◆ **WHAT THE EXERCISE ASKS**: Rewrite the lines below with each "drop a dot" changed to "place a marker", and keep the rest of the text the same.

════════════════

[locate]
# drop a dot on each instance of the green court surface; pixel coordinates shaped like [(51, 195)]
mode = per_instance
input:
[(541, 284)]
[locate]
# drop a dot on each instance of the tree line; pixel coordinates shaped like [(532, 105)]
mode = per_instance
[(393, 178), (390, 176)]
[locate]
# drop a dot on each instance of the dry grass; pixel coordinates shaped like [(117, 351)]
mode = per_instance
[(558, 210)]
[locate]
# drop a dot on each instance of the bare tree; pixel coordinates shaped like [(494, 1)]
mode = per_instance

════════════════

◆ **EXERCISE RESPONSE**:
[locate]
# place a marker on each instance of the green court surface; pixel coordinates shaped like [(51, 195)]
mode = per_instance
input:
[(541, 284)]
[locate]
# place a marker on each instance of the tree line; pixel coordinates shaped like [(532, 105)]
mode = per_instance
[(393, 178), (390, 176)]
[locate]
# place a marker on each instance of the dry grass; pixel coordinates shaped like [(117, 351)]
mode = per_instance
[(558, 210)]
[locate]
# place a marker on each instance of the bare tree; pixel coordinates shaped like [(494, 1)]
mode = per_instance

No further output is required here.